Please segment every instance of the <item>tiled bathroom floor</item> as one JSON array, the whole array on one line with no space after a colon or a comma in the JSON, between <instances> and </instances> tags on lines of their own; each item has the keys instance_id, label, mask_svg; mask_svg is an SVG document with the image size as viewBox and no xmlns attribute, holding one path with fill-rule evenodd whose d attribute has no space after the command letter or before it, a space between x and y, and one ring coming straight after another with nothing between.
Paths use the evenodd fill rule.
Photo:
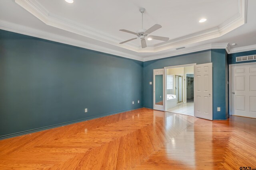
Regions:
<instances>
[{"instance_id":1,"label":"tiled bathroom floor","mask_svg":"<svg viewBox=\"0 0 256 170\"><path fill-rule=\"evenodd\" d=\"M176 107L169 109L167 111L194 116L194 102L177 104Z\"/></svg>"}]
</instances>

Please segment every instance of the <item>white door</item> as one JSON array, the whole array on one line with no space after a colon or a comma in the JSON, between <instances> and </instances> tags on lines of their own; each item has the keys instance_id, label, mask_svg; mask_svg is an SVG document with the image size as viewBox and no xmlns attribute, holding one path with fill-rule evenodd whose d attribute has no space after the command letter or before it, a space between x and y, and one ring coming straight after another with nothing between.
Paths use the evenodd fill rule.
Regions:
<instances>
[{"instance_id":1,"label":"white door","mask_svg":"<svg viewBox=\"0 0 256 170\"><path fill-rule=\"evenodd\" d=\"M231 113L256 118L256 64L232 66Z\"/></svg>"},{"instance_id":2,"label":"white door","mask_svg":"<svg viewBox=\"0 0 256 170\"><path fill-rule=\"evenodd\" d=\"M194 66L194 116L212 120L212 64Z\"/></svg>"},{"instance_id":3,"label":"white door","mask_svg":"<svg viewBox=\"0 0 256 170\"><path fill-rule=\"evenodd\" d=\"M164 111L164 69L154 70L154 109Z\"/></svg>"}]
</instances>

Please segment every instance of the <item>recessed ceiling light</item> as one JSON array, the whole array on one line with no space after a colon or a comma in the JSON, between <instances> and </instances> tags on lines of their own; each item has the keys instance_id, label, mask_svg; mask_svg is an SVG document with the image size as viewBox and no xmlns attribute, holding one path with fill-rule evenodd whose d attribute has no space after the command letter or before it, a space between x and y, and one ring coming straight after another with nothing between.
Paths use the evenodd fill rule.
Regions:
<instances>
[{"instance_id":1,"label":"recessed ceiling light","mask_svg":"<svg viewBox=\"0 0 256 170\"><path fill-rule=\"evenodd\" d=\"M73 2L74 2L73 0L65 0L66 1L66 2L70 4L72 4Z\"/></svg>"},{"instance_id":2,"label":"recessed ceiling light","mask_svg":"<svg viewBox=\"0 0 256 170\"><path fill-rule=\"evenodd\" d=\"M203 18L203 19L201 19L201 20L200 20L199 21L199 22L205 22L206 21L206 19L205 18Z\"/></svg>"}]
</instances>

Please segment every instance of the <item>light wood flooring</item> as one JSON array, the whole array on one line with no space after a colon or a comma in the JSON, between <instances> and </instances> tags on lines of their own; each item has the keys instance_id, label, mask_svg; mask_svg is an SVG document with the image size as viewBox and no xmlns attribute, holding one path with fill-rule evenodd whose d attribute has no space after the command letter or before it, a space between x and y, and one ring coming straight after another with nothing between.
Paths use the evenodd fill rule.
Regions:
<instances>
[{"instance_id":1,"label":"light wood flooring","mask_svg":"<svg viewBox=\"0 0 256 170\"><path fill-rule=\"evenodd\" d=\"M256 168L256 119L142 108L0 141L0 169Z\"/></svg>"}]
</instances>

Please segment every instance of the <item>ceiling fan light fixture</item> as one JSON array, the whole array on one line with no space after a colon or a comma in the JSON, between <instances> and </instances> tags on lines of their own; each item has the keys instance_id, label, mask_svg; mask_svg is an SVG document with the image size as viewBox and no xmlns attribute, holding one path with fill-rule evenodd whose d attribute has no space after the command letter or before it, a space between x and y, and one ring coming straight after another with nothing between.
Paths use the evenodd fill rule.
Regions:
<instances>
[{"instance_id":1,"label":"ceiling fan light fixture","mask_svg":"<svg viewBox=\"0 0 256 170\"><path fill-rule=\"evenodd\" d=\"M203 18L203 19L201 19L201 20L199 20L199 22L205 22L206 21L206 20L205 18Z\"/></svg>"},{"instance_id":2,"label":"ceiling fan light fixture","mask_svg":"<svg viewBox=\"0 0 256 170\"><path fill-rule=\"evenodd\" d=\"M65 0L65 1L70 4L72 4L73 2L74 2L73 0Z\"/></svg>"}]
</instances>

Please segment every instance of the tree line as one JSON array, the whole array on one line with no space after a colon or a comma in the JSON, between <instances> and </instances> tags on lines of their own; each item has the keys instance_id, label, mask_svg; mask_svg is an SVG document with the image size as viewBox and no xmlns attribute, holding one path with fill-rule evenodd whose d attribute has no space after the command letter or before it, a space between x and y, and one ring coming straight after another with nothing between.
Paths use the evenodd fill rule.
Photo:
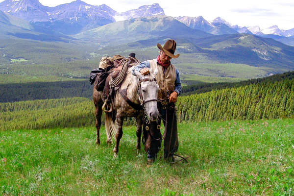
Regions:
<instances>
[{"instance_id":1,"label":"tree line","mask_svg":"<svg viewBox=\"0 0 294 196\"><path fill-rule=\"evenodd\" d=\"M178 121L293 117L294 90L294 79L285 79L180 96L176 102ZM84 98L0 103L0 130L81 126L95 129L94 110L93 101ZM125 122L126 125L134 123L129 118Z\"/></svg>"}]
</instances>

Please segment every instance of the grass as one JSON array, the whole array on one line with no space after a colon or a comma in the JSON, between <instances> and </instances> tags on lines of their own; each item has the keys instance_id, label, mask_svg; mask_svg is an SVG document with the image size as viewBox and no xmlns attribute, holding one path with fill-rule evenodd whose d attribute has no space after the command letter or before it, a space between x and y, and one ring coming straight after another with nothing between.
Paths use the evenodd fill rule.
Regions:
<instances>
[{"instance_id":1,"label":"grass","mask_svg":"<svg viewBox=\"0 0 294 196\"><path fill-rule=\"evenodd\" d=\"M94 144L94 126L2 131L0 195L293 195L294 119L178 124L178 154L146 164L135 127L124 127L119 157ZM161 149L159 155L163 154Z\"/></svg>"},{"instance_id":2,"label":"grass","mask_svg":"<svg viewBox=\"0 0 294 196\"><path fill-rule=\"evenodd\" d=\"M11 63L20 63L20 62L25 62L25 61L27 61L27 60L26 59L24 59L24 58L18 58L18 59L9 59L9 60L10 61L10 62Z\"/></svg>"},{"instance_id":3,"label":"grass","mask_svg":"<svg viewBox=\"0 0 294 196\"><path fill-rule=\"evenodd\" d=\"M234 63L179 63L175 65L183 74L196 74L214 77L251 79L262 77L269 73L275 73L269 68Z\"/></svg>"},{"instance_id":4,"label":"grass","mask_svg":"<svg viewBox=\"0 0 294 196\"><path fill-rule=\"evenodd\" d=\"M191 83L196 84L198 83L218 83L218 82L237 82L244 80L244 79L236 78L235 77L210 77L196 74L183 74L180 75L181 81L183 83L187 82L189 84Z\"/></svg>"},{"instance_id":5,"label":"grass","mask_svg":"<svg viewBox=\"0 0 294 196\"><path fill-rule=\"evenodd\" d=\"M0 74L0 83L76 81L76 79L54 75L26 75Z\"/></svg>"}]
</instances>

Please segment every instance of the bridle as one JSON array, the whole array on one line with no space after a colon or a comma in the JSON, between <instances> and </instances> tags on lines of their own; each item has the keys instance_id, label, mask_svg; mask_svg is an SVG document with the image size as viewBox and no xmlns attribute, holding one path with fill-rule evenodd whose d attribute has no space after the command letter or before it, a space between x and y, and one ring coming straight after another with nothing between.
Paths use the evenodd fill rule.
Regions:
<instances>
[{"instance_id":1,"label":"bridle","mask_svg":"<svg viewBox=\"0 0 294 196\"><path fill-rule=\"evenodd\" d=\"M134 108L137 110L140 110L142 109L144 109L144 112L146 112L145 107L144 107L144 104L145 103L147 103L150 101L156 101L156 102L157 101L157 99L155 99L155 98L150 99L147 100L144 100L144 99L143 98L143 96L142 95L142 89L141 88L141 82L147 82L147 81L151 81L151 80L148 78L144 78L142 80L139 79L139 85L138 85L138 89L137 89L137 92L138 92L138 95L139 97L139 101L140 102L140 104L134 103L126 96L126 93L127 91L127 89L128 88L128 86L126 87L126 89L122 89L122 90L121 90L121 89L120 89L120 90L119 90L120 94L122 96L122 97L125 100L125 101L126 101L126 102L133 108ZM155 78L154 78L152 81L156 81L156 79Z\"/></svg>"},{"instance_id":2,"label":"bridle","mask_svg":"<svg viewBox=\"0 0 294 196\"><path fill-rule=\"evenodd\" d=\"M146 103L147 103L150 101L156 101L156 102L157 102L157 99L153 98L153 99L148 99L148 100L144 100L144 99L143 98L143 93L142 93L142 88L141 87L141 83L142 82L148 82L148 81L150 81L150 80L149 78L144 78L143 79L139 79L139 86L138 88L138 95L139 97L139 100L140 101L140 104L141 104L141 106L143 107L143 108L144 107L144 104ZM154 78L152 80L152 81L155 81L156 82L156 79Z\"/></svg>"}]
</instances>

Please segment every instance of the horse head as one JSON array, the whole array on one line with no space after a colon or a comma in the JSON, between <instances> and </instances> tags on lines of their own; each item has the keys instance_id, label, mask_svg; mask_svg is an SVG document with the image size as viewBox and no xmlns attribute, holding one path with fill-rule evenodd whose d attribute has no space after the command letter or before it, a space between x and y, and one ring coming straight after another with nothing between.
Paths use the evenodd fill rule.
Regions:
<instances>
[{"instance_id":1,"label":"horse head","mask_svg":"<svg viewBox=\"0 0 294 196\"><path fill-rule=\"evenodd\" d=\"M157 70L154 73L143 75L140 72L135 71L139 78L138 96L141 105L143 106L145 113L151 121L155 121L158 117L157 109L157 93L159 86L156 82L156 75Z\"/></svg>"}]
</instances>

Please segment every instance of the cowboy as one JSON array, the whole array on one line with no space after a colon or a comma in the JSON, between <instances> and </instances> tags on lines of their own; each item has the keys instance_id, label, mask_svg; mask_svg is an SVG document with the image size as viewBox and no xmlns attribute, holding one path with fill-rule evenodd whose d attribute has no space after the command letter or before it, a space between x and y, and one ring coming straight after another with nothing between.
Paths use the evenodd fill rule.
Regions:
<instances>
[{"instance_id":1,"label":"cowboy","mask_svg":"<svg viewBox=\"0 0 294 196\"><path fill-rule=\"evenodd\" d=\"M171 59L178 58L180 54L174 55L176 43L173 40L168 40L163 47L160 44L157 44L157 47L160 50L157 58L140 63L134 68L132 74L135 74L135 70L140 72L142 75L148 74L149 69L151 72L156 69L158 70L156 81L159 86L157 102L159 116L157 124L160 126L162 120L165 126L164 157L166 159L171 158L172 161L174 161L173 155L178 147L174 103L181 93L182 87L179 72L171 63ZM156 158L158 150L152 150L152 145L156 143L149 139L145 144L145 149L147 149L147 163L150 163Z\"/></svg>"}]
</instances>

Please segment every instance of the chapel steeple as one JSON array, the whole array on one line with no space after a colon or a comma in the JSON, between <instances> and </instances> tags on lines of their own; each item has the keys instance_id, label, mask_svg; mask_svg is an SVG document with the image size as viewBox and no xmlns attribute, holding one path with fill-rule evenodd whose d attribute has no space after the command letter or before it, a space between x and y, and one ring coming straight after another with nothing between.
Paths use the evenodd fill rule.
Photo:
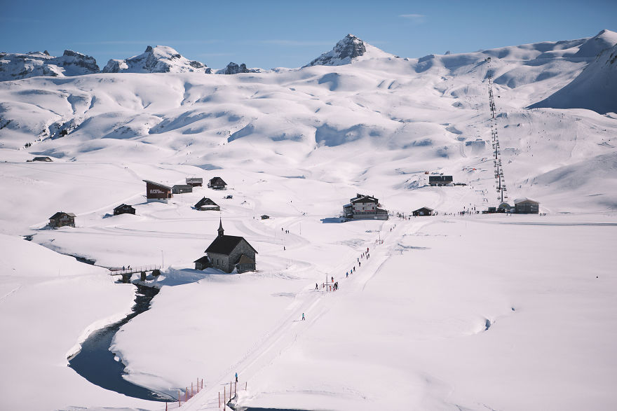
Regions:
<instances>
[{"instance_id":1,"label":"chapel steeple","mask_svg":"<svg viewBox=\"0 0 617 411\"><path fill-rule=\"evenodd\" d=\"M223 237L225 230L223 230L223 221L219 218L219 237Z\"/></svg>"}]
</instances>

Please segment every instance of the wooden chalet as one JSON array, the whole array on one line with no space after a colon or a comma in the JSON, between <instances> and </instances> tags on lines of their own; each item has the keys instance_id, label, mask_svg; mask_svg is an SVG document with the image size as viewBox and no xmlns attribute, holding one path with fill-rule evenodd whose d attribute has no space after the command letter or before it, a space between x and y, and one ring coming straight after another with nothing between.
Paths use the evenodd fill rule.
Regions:
<instances>
[{"instance_id":1,"label":"wooden chalet","mask_svg":"<svg viewBox=\"0 0 617 411\"><path fill-rule=\"evenodd\" d=\"M49 226L53 228L59 227L75 227L75 214L58 211L49 218Z\"/></svg>"},{"instance_id":2,"label":"wooden chalet","mask_svg":"<svg viewBox=\"0 0 617 411\"><path fill-rule=\"evenodd\" d=\"M512 207L511 205L510 205L507 202L503 202L501 204L500 204L499 206L497 206L497 208L496 209L496 211L498 213L509 213L509 212L510 212L510 210L512 210L512 209L513 209L513 208L514 208L513 207Z\"/></svg>"},{"instance_id":3,"label":"wooden chalet","mask_svg":"<svg viewBox=\"0 0 617 411\"><path fill-rule=\"evenodd\" d=\"M201 187L203 186L203 179L201 177L187 177L187 184L191 187Z\"/></svg>"},{"instance_id":4,"label":"wooden chalet","mask_svg":"<svg viewBox=\"0 0 617 411\"><path fill-rule=\"evenodd\" d=\"M148 202L158 201L166 203L168 199L173 197L169 186L150 180L144 180L144 182L146 183L146 199Z\"/></svg>"},{"instance_id":5,"label":"wooden chalet","mask_svg":"<svg viewBox=\"0 0 617 411\"><path fill-rule=\"evenodd\" d=\"M190 184L176 184L171 188L172 194L184 194L184 193L193 193L193 186Z\"/></svg>"},{"instance_id":6,"label":"wooden chalet","mask_svg":"<svg viewBox=\"0 0 617 411\"><path fill-rule=\"evenodd\" d=\"M223 223L219 222L218 235L206 249L205 253L214 268L225 272L255 271L257 251L243 237L225 235Z\"/></svg>"},{"instance_id":7,"label":"wooden chalet","mask_svg":"<svg viewBox=\"0 0 617 411\"><path fill-rule=\"evenodd\" d=\"M195 209L200 210L202 211L221 211L221 207L219 207L219 204L213 202L209 198L203 197L194 206Z\"/></svg>"},{"instance_id":8,"label":"wooden chalet","mask_svg":"<svg viewBox=\"0 0 617 411\"><path fill-rule=\"evenodd\" d=\"M43 157L35 157L35 158L33 158L32 160L28 160L28 161L45 161L45 162L52 162L52 161L53 161L53 160L51 159L50 157L47 157L46 155L45 155L45 156L43 156Z\"/></svg>"},{"instance_id":9,"label":"wooden chalet","mask_svg":"<svg viewBox=\"0 0 617 411\"><path fill-rule=\"evenodd\" d=\"M346 218L354 220L387 220L388 210L380 209L379 200L372 195L358 193L343 206Z\"/></svg>"},{"instance_id":10,"label":"wooden chalet","mask_svg":"<svg viewBox=\"0 0 617 411\"><path fill-rule=\"evenodd\" d=\"M119 216L120 214L135 214L135 209L128 204L121 204L114 209L114 216Z\"/></svg>"},{"instance_id":11,"label":"wooden chalet","mask_svg":"<svg viewBox=\"0 0 617 411\"><path fill-rule=\"evenodd\" d=\"M517 214L538 214L540 213L540 203L524 197L514 200L514 208Z\"/></svg>"},{"instance_id":12,"label":"wooden chalet","mask_svg":"<svg viewBox=\"0 0 617 411\"><path fill-rule=\"evenodd\" d=\"M428 176L429 186L452 186L452 176Z\"/></svg>"},{"instance_id":13,"label":"wooden chalet","mask_svg":"<svg viewBox=\"0 0 617 411\"><path fill-rule=\"evenodd\" d=\"M210 181L208 183L208 186L209 188L212 188L213 190L225 190L226 188L227 183L223 181L223 179L220 177L214 177L213 179L210 179Z\"/></svg>"},{"instance_id":14,"label":"wooden chalet","mask_svg":"<svg viewBox=\"0 0 617 411\"><path fill-rule=\"evenodd\" d=\"M414 210L412 211L412 215L414 216L433 216L435 214L435 210L433 209L429 209L428 207L422 207L418 209L417 210Z\"/></svg>"},{"instance_id":15,"label":"wooden chalet","mask_svg":"<svg viewBox=\"0 0 617 411\"><path fill-rule=\"evenodd\" d=\"M204 256L201 258L198 258L193 263L195 263L195 270L205 270L208 267L212 267L212 264L210 264L208 256Z\"/></svg>"}]
</instances>

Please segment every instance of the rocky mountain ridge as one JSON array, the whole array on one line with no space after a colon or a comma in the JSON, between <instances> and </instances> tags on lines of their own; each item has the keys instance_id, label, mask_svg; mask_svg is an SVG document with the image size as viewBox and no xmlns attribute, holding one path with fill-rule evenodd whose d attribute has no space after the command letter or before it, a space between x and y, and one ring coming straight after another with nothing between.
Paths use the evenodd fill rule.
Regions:
<instances>
[{"instance_id":1,"label":"rocky mountain ridge","mask_svg":"<svg viewBox=\"0 0 617 411\"><path fill-rule=\"evenodd\" d=\"M39 76L64 77L98 73L96 60L71 50L60 57L47 50L27 53L0 53L0 81L19 80Z\"/></svg>"},{"instance_id":2,"label":"rocky mountain ridge","mask_svg":"<svg viewBox=\"0 0 617 411\"><path fill-rule=\"evenodd\" d=\"M126 60L110 60L103 73L187 73L212 74L212 69L202 62L189 60L166 46L149 46L146 50Z\"/></svg>"}]
</instances>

▬▬▬▬▬▬▬▬▬▬

◆ Exercise objective ◆
Return exactly the lines from the one containing "Please segment every instance of the rocky" to the last line of the data, and nothing more.

◆ Written answer ◆
Please segment every instance of the rocky mountain ridge as one JSON array, the whole array on one line with no space after a colon or a comma in the JSON, between <instances> and </instances> tags on lines of their own; each item has the keys instance_id, label, mask_svg; mask_svg is an SVG document with the image size as viewBox and no xmlns attribute, holding one path with fill-rule evenodd whose d attribute has no space after the command letter or before it, a space between x and y, and one ring coming straight after another with nothing between.
Paths use the evenodd fill rule.
Regions:
<instances>
[{"instance_id":1,"label":"rocky mountain ridge","mask_svg":"<svg viewBox=\"0 0 617 411\"><path fill-rule=\"evenodd\" d=\"M39 76L64 77L98 73L96 60L71 50L60 57L47 50L27 53L0 53L0 81L19 80Z\"/></svg>"},{"instance_id":2,"label":"rocky mountain ridge","mask_svg":"<svg viewBox=\"0 0 617 411\"><path fill-rule=\"evenodd\" d=\"M126 60L110 60L103 73L187 73L212 74L212 69L202 62L189 60L166 46L149 46L146 50Z\"/></svg>"}]
</instances>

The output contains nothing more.